(Entries from a pointing dataset)
-------
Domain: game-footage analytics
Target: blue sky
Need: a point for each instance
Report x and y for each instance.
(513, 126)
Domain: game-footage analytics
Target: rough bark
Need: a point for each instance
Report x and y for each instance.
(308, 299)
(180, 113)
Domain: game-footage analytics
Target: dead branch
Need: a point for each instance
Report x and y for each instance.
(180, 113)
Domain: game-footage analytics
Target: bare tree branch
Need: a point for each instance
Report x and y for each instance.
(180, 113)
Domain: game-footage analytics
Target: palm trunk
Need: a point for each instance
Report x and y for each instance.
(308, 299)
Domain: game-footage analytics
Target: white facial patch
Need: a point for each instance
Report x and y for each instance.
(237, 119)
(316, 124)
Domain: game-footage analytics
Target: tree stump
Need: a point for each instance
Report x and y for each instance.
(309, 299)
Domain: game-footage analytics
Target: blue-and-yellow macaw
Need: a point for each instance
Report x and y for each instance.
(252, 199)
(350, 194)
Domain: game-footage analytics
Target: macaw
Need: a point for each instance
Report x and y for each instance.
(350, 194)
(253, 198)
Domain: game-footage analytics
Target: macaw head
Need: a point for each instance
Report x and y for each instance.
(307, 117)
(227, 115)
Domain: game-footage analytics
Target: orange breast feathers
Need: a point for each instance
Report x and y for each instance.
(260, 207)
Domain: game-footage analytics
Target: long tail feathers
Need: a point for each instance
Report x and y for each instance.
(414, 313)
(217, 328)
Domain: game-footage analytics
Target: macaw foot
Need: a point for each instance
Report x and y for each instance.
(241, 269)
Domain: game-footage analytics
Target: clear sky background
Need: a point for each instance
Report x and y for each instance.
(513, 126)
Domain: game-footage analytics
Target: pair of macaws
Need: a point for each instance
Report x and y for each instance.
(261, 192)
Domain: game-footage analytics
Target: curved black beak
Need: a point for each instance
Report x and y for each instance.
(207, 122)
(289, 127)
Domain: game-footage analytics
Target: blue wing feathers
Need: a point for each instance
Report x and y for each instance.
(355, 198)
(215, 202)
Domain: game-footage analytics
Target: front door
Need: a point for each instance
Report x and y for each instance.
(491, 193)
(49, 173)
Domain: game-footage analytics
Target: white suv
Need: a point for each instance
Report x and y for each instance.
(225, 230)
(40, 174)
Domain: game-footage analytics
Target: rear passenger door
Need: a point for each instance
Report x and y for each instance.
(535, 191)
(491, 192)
-------
• [WHAT YOU ARE ASKED TO DO]:
Please identify each line in the listing above that contains the word "white" and copy those lines out in full.

• [REPLY]:
Target: white facial patch
Target: white suv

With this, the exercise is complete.